Set problem 1:
Report every line of the rows that contains the word "road".

Text extract:
-----
Tag Archives: fantasy

Reading Challenge 7: A Book by an Author You Love

Everyone has their favorite authors. Or at least, most people do.

In the past, I remember hesitating when people ask me who mine is. In class a professor would go around the room and ask and I’d find myself frantically searching for someone in my mind. Most often I just settled with Rowling. I got a scathing look or two, but to be honest I didn’t know what else to say. Truth be told, I feel like in order to name someone as your favorite author you need to have read more than one book by that person. And I skip around enough that I don’t usually return to the same person twice, not since I was a kid at least.

However, after this past year I have an answer. Still not what I’d love to give sitting in an English class, but I nonetheless have fallen head over heels for Rainbow Rowell’s writing.

Anyone following my blog probably already has heard me rave about Fangirl, and maybe Eleanor and Park as well. Now, as an English major I cannot sit here and say “oh she’s the most fantastic writer on the face of the planet, and her prose are just fantastic!” because it wouldn’t be the least bit true. But I can say I love her stories, and that her characters never fail to connect with me, and that I have always enjoyed popping open one of her easy to read books after a long period of boring or challenging classics.
-----
(Excerpts of pointing data)
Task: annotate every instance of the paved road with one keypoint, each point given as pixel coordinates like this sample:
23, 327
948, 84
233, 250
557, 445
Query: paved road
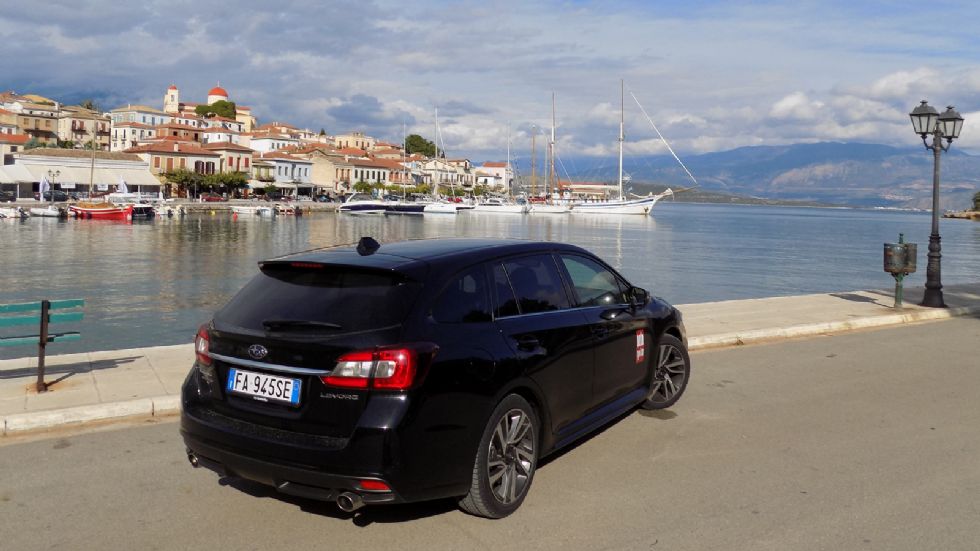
-----
Set problem 2:
Go on with the blog post about having a favorite author, starting after its last sentence.

Final answer 1:
Task: annotate every instance of the paved road with one keypoint, each point given as pixel coordinates like this sample:
Query: paved road

Final answer 2:
https://instagram.com/p/9O_fhupn-3/?taken-by=ekmoore11

So, it came as no surprise that when Rowell announced she was writing a companion book to Fangirl, I definitely had a bit of a well…fangirl moment.

In Fangirl Rowell creates a fictional fantasy series. I know that sounds redundant but it is. If you try to find Simon Snow and the Mage’s Heir on Goodreads or at your library it won’t be there. Nor will any Google searches of Gemma T. Leslie get you anywhere. Essentially instead of picking an actual fandom, Rowell created her own…or perhaps better stated she parodied one of the most famous. In Carry On, Rowell explores the fictional fictional world she created by telling her own version of Simon Snow’s story.

Simon has been having a rough year. He just returned to Watford School of Magicks after a long summer. He’s still trying to figure out how to deal with the Insidious Humdrum, a strange being who is stealing magic from his world and happens to look just like his eleven year old self. To make matters worse, he and his girlfriend have just broken things off, and his nemesis and roommate Baz is missing. Simon is thoroughly convinced Baz is just trying to mess with him, but with questions about the Humdrum weighing on him and plenty of classes, he doesn’t have much time to think about it. That is until a ghostly visitor appears with a quest that will alter his final year at Watford.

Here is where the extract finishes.